MATERIAL FOR THE TASK
● ● ● ● ●
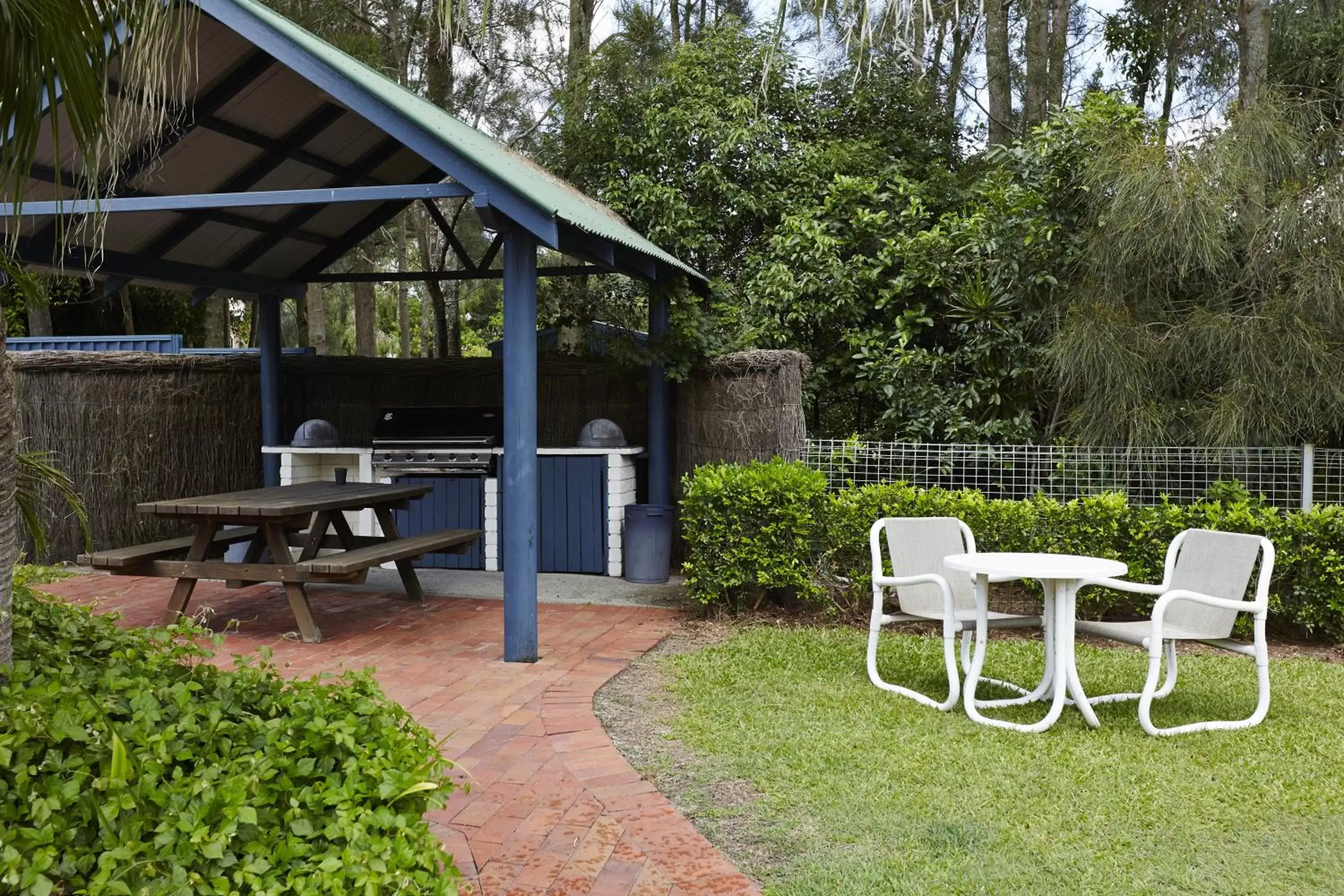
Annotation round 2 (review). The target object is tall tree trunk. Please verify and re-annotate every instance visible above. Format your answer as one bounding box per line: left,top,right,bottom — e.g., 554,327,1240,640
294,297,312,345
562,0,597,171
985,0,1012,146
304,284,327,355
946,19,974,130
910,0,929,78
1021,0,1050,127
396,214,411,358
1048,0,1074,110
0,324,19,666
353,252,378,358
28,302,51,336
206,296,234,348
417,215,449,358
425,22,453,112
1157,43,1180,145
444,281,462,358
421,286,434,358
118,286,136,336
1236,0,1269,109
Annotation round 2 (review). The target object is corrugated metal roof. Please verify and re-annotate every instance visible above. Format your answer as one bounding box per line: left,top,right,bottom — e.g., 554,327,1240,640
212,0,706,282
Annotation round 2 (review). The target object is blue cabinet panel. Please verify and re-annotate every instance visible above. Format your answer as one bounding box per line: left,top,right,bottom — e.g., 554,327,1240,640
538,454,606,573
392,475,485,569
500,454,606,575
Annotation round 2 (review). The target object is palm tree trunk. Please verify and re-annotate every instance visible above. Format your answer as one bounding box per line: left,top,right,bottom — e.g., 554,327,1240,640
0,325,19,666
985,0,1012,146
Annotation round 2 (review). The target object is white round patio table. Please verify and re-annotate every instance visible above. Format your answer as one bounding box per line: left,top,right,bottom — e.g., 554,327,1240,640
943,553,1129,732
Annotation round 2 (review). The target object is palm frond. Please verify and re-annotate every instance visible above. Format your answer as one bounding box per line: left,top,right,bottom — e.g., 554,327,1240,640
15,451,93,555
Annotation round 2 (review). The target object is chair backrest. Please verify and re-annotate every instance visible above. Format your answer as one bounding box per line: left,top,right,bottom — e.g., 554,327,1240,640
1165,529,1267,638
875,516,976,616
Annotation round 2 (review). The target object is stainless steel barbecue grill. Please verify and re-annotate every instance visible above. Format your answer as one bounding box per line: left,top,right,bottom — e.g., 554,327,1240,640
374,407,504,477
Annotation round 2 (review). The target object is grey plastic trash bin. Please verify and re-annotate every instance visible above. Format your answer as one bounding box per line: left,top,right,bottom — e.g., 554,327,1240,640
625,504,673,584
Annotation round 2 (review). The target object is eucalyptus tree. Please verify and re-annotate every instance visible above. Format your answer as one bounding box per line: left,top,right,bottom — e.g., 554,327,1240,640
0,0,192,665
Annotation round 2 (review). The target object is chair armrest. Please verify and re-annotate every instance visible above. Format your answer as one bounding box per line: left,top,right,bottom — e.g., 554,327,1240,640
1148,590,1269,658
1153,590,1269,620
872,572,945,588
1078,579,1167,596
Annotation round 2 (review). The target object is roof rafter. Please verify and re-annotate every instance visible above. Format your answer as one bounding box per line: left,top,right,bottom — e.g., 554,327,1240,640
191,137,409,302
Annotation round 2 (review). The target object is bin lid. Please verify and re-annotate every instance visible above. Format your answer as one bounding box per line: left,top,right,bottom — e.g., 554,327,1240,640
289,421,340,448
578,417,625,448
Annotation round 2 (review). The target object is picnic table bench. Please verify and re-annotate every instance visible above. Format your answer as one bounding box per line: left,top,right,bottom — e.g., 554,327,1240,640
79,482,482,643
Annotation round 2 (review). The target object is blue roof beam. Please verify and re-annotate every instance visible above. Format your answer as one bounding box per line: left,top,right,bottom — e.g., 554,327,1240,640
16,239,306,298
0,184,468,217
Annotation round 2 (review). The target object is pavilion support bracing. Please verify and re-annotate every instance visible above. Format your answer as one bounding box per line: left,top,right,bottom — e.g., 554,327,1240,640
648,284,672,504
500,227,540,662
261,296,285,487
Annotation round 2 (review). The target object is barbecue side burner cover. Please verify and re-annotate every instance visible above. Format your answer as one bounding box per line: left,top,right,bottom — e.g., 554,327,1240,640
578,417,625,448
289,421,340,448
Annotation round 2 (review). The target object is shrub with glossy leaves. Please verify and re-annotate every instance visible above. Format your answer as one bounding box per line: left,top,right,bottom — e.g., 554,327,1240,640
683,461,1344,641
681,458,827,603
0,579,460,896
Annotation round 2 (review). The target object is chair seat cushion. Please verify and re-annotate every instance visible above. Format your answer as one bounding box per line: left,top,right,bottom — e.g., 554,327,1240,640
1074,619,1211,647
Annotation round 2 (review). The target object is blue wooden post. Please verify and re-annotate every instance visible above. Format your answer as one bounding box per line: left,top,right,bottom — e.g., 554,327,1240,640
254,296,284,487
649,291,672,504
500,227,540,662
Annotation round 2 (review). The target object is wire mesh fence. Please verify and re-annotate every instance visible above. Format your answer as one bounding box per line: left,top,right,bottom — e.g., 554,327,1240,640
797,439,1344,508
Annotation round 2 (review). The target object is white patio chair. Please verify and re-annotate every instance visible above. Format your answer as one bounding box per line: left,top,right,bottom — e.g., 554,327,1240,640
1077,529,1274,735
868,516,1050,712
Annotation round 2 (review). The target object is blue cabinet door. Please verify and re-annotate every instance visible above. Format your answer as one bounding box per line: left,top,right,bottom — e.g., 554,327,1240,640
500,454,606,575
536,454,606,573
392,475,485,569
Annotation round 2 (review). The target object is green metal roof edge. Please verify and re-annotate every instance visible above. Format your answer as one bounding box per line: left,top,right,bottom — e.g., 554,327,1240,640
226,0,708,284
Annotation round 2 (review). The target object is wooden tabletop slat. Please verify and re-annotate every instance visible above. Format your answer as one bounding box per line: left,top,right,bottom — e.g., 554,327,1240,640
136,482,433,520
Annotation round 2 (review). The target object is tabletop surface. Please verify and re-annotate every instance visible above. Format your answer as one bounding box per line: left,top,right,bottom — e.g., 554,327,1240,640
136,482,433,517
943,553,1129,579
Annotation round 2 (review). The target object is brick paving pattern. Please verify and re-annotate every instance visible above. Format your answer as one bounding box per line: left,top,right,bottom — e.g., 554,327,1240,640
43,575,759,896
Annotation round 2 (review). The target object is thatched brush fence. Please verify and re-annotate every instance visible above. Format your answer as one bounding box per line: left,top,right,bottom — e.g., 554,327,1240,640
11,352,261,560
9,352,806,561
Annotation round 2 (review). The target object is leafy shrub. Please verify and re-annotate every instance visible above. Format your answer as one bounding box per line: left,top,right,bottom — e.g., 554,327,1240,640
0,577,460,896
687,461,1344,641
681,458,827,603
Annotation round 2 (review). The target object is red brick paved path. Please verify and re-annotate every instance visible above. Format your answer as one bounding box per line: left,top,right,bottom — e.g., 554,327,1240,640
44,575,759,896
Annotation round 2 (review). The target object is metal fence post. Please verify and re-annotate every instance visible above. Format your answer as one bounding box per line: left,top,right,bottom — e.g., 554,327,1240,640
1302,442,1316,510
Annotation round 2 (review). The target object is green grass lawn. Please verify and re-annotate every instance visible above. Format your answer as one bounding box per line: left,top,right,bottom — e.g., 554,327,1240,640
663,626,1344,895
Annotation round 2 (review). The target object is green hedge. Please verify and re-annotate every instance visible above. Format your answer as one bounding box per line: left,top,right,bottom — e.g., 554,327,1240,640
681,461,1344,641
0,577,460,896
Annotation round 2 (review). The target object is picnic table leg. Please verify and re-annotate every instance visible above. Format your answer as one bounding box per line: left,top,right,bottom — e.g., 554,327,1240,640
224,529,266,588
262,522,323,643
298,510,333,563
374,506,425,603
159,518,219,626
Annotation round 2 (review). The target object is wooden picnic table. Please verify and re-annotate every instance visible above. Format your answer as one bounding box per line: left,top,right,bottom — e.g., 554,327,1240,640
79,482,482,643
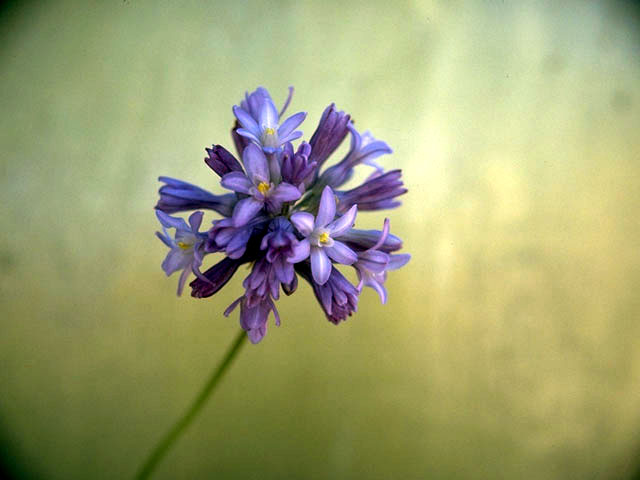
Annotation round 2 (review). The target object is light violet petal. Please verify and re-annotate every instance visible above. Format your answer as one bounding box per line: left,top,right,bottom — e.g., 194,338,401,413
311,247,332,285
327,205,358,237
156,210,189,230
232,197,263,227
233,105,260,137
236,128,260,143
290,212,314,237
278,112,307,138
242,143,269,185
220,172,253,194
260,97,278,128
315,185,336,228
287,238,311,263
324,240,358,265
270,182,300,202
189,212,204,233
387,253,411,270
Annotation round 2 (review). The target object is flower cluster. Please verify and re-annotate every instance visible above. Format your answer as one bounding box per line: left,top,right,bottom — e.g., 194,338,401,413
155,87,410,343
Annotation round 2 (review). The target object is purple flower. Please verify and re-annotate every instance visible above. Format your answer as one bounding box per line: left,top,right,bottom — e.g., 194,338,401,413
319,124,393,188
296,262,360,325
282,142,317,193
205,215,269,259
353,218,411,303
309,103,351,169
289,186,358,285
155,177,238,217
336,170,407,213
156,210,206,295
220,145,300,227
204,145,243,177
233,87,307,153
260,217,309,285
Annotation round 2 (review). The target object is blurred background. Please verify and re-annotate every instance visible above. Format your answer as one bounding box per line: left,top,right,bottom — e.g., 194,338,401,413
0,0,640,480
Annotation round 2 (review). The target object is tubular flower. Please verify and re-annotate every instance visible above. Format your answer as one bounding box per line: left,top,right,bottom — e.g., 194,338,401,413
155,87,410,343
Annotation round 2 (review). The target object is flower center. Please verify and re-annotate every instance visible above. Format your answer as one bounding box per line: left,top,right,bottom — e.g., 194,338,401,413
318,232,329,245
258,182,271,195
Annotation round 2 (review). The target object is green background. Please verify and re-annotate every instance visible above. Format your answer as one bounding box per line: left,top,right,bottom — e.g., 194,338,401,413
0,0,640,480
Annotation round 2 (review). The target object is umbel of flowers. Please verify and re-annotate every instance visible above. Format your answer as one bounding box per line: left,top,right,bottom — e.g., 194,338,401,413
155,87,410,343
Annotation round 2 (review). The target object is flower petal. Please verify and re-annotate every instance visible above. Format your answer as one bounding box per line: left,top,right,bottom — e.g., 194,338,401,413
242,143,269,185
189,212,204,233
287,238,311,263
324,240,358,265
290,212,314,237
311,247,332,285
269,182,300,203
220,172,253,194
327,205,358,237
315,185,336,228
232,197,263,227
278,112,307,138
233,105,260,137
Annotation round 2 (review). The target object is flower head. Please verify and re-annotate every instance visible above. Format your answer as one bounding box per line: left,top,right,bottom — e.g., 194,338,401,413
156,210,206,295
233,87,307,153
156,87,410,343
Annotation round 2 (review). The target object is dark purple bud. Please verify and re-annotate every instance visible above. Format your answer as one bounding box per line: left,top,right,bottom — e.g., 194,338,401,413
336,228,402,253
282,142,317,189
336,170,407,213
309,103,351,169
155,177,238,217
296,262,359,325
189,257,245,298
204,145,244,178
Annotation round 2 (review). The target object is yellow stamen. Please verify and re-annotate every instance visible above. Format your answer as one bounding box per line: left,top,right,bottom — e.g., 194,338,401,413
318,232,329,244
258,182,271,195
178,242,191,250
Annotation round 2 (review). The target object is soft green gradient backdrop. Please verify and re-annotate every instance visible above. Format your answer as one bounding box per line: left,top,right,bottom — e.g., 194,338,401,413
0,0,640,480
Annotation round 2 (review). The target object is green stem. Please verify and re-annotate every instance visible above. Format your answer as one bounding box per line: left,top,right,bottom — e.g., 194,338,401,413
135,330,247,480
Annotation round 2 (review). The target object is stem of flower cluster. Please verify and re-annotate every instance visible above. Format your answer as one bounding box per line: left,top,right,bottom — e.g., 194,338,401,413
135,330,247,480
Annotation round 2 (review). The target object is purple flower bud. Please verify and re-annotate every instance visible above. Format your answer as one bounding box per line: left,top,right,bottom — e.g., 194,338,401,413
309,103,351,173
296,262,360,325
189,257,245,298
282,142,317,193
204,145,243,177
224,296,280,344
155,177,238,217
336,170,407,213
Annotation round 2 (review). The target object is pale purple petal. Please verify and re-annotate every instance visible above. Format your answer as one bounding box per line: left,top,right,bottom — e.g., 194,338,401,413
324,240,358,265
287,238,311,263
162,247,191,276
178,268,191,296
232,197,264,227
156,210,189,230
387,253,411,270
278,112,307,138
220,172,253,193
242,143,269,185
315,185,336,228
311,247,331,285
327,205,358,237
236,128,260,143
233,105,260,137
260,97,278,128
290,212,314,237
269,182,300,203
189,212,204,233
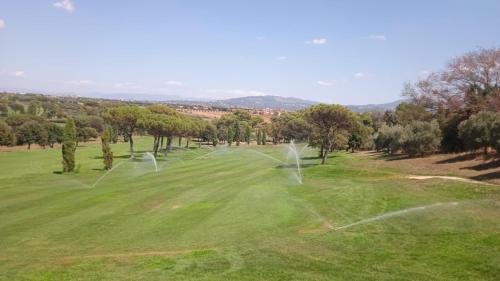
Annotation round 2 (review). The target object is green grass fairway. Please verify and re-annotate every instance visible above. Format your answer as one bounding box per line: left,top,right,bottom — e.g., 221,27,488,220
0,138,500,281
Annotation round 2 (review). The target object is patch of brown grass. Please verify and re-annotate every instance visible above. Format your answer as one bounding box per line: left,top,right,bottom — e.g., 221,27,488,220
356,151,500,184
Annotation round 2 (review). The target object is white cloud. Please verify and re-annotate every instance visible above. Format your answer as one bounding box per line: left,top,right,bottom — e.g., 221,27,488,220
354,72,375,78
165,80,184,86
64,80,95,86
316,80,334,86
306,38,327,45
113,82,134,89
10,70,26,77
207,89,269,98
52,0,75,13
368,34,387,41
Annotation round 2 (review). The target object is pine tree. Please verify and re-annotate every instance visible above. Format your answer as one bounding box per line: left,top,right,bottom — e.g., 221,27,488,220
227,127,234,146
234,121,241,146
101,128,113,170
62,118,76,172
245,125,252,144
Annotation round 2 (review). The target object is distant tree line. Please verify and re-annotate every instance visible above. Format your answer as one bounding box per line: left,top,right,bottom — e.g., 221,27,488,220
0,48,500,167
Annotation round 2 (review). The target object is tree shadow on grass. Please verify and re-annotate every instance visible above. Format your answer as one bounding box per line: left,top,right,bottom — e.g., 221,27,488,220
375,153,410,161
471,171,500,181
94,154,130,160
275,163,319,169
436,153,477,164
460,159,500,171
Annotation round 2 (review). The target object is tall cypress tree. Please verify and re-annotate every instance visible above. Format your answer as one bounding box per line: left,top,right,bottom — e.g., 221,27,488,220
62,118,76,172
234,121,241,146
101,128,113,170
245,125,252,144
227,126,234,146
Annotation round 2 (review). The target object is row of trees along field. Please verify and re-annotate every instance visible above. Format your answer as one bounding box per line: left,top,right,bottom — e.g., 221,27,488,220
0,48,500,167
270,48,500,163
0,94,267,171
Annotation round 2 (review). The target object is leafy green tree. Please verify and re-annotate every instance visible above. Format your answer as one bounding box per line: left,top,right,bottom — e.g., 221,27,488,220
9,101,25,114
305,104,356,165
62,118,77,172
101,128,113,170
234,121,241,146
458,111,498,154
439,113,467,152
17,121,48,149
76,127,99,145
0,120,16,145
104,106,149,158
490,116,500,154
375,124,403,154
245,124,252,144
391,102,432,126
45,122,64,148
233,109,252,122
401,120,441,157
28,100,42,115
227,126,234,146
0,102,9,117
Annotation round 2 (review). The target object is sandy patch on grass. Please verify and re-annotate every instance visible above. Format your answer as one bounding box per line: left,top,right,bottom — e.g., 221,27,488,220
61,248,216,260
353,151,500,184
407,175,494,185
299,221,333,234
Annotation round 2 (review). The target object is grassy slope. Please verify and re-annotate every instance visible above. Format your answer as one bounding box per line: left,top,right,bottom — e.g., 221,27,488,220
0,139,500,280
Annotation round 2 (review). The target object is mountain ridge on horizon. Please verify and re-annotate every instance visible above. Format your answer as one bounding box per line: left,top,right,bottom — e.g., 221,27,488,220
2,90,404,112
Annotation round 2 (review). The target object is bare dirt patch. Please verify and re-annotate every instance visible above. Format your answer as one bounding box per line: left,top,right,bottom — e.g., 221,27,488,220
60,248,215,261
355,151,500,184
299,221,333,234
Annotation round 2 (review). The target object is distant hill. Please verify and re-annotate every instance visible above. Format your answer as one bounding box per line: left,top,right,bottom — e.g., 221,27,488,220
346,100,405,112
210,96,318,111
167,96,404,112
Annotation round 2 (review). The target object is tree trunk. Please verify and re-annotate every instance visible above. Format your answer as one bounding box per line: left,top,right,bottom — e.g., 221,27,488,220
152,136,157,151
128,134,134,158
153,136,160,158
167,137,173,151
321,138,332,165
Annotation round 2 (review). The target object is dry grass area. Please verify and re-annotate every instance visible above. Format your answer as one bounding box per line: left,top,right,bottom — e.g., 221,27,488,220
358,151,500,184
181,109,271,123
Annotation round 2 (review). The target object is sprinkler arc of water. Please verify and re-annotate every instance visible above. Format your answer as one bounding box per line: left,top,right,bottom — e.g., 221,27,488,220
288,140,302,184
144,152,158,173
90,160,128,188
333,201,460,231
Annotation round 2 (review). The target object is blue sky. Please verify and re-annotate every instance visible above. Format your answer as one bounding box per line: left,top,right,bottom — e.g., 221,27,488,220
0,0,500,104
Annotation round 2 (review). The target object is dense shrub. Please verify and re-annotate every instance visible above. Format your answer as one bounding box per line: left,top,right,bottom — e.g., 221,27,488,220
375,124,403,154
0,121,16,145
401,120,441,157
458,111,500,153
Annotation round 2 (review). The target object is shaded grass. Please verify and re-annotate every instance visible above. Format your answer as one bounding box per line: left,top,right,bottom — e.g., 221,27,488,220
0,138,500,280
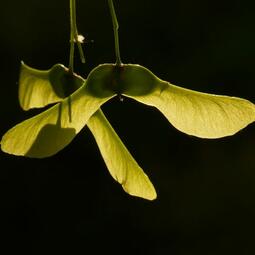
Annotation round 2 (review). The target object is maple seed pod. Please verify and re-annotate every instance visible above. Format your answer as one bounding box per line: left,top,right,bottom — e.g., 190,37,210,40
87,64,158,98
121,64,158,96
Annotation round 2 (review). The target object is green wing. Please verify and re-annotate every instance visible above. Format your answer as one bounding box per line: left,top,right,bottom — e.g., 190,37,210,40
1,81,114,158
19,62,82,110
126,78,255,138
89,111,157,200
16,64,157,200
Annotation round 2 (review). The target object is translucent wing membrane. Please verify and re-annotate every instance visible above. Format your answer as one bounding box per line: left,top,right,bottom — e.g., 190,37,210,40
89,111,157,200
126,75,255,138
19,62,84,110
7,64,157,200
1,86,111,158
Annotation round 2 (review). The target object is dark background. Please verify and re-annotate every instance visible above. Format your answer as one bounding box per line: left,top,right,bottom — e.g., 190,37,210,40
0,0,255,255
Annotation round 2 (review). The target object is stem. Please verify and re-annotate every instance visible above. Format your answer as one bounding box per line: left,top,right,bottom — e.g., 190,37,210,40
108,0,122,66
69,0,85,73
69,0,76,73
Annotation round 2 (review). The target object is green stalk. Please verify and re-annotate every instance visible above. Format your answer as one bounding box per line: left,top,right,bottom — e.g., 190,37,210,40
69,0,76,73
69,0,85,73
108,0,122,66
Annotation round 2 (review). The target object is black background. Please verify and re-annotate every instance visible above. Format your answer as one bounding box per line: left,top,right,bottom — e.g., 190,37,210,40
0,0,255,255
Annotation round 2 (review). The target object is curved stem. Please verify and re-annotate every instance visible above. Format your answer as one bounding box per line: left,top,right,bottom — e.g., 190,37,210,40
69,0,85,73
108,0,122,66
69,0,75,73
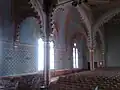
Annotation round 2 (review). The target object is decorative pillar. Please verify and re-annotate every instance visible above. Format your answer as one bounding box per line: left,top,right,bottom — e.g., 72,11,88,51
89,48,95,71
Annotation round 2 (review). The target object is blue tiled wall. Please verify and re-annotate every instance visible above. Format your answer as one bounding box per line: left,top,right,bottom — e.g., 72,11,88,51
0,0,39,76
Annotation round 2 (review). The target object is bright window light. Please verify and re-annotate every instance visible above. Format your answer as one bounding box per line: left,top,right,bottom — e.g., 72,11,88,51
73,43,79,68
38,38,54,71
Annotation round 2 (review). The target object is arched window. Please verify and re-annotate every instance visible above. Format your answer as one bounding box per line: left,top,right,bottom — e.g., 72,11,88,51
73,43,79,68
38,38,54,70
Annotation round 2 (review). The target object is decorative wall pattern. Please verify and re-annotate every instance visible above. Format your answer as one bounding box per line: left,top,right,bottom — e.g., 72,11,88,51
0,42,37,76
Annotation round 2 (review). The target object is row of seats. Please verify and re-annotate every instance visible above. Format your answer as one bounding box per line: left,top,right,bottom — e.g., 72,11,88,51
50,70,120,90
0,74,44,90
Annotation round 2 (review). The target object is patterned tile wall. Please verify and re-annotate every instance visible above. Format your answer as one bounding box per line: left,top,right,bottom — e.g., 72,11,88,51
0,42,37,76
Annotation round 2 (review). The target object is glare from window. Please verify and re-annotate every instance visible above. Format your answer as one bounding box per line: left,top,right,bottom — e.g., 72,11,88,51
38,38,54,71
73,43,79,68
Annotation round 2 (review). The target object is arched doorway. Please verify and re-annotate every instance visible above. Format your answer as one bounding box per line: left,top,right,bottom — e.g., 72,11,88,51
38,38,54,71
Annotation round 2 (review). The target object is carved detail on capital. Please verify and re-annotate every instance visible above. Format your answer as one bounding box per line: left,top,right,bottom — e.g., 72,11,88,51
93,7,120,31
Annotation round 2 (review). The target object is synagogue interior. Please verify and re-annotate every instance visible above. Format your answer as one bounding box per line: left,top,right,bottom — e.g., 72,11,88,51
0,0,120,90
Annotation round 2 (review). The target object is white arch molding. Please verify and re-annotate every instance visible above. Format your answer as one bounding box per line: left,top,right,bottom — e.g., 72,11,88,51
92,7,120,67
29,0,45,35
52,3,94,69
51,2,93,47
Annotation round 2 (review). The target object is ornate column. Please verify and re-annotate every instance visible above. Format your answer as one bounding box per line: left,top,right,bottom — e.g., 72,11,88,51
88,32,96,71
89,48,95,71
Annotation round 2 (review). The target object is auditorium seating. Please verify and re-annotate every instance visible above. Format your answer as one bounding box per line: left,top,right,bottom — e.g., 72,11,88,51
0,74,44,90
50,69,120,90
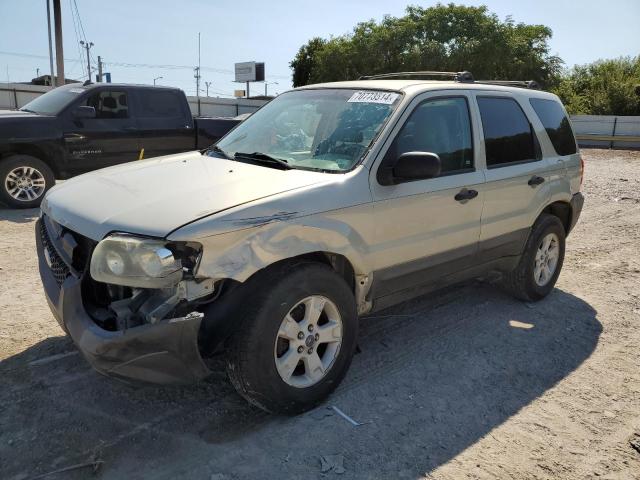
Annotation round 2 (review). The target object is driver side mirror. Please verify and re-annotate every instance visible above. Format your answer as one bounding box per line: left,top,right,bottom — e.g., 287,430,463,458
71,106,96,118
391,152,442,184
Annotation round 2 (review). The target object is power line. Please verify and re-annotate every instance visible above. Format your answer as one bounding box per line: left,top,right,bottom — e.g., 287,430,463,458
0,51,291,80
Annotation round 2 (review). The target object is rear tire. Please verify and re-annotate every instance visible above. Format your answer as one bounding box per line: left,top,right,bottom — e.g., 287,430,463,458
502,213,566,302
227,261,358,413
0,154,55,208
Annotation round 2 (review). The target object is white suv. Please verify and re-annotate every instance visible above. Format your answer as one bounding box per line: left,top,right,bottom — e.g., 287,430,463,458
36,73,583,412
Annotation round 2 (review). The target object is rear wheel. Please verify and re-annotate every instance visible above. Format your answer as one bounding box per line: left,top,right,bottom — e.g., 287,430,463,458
● ● ● ● ●
WHAT TO DO
Format the records from their start up to and including the line containing "353,252,378,358" as a two-column CSV, omitting the pictures, with the columns named instruction and response. Give one row for each item, put each item's text and its answer in one quoted field apiece, and turn line breaks into spaces.

EXERCISE RESPONSE
instruction,response
"Annotation round 2 (review). The target object is tall tree trunk. Please verify and re-annotate every instance visible above. Format your answer as one bounding box per line: left,top,right,bottom — e.g., 554,327,1240,640","294,297,312,345 562,0,597,171 985,0,1012,146 304,284,327,355 946,19,974,130 910,0,929,78 1021,0,1050,127 396,214,411,358 1048,0,1074,110 0,324,19,666 353,252,378,358"